* Dataset extract:
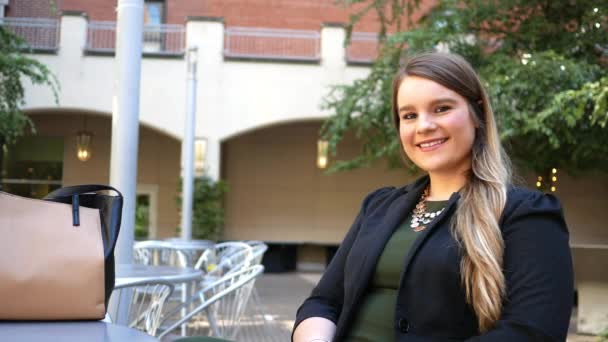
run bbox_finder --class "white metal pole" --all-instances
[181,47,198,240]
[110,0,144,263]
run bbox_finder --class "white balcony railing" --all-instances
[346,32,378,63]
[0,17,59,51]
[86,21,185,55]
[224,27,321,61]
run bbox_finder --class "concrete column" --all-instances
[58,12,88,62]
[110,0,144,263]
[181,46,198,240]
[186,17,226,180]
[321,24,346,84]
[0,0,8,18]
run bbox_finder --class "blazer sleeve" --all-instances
==
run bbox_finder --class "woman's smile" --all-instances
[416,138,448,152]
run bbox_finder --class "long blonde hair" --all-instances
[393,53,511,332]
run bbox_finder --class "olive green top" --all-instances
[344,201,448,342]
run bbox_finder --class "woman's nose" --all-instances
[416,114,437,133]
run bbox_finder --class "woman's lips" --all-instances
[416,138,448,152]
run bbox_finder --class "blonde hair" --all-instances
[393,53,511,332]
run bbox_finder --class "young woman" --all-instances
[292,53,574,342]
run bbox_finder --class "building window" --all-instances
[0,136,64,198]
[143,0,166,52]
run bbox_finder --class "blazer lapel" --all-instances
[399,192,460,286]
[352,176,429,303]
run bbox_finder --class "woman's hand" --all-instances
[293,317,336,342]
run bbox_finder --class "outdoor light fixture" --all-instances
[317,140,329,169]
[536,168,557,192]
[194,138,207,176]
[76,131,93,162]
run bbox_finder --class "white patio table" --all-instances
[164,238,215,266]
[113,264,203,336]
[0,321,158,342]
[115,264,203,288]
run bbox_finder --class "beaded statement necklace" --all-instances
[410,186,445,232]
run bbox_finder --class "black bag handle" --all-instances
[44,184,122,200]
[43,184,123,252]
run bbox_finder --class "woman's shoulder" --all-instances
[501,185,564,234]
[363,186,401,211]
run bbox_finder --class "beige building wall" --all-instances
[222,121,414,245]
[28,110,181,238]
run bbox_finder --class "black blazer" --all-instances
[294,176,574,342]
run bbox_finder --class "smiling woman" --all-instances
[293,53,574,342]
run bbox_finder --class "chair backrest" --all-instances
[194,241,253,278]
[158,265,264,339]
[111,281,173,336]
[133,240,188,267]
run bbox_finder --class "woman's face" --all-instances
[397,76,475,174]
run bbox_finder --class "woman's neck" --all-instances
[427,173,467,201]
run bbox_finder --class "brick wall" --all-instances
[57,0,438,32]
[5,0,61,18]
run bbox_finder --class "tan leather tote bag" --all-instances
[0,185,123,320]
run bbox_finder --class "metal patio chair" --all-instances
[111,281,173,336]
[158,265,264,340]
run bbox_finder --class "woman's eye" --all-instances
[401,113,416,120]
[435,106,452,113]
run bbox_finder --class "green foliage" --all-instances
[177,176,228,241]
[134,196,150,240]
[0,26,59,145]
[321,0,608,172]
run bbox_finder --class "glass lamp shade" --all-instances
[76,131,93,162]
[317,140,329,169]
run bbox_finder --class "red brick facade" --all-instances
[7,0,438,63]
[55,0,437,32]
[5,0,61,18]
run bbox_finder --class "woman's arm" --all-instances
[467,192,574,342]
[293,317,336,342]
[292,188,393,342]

* Objective:
Pull out every line of the data above that contains the word "brick", and copy each one word for word.

* Result of this task:
run bbox_finder --class "brick wall" --all-instances
run bbox_finder --class "red brick facade" --all-instances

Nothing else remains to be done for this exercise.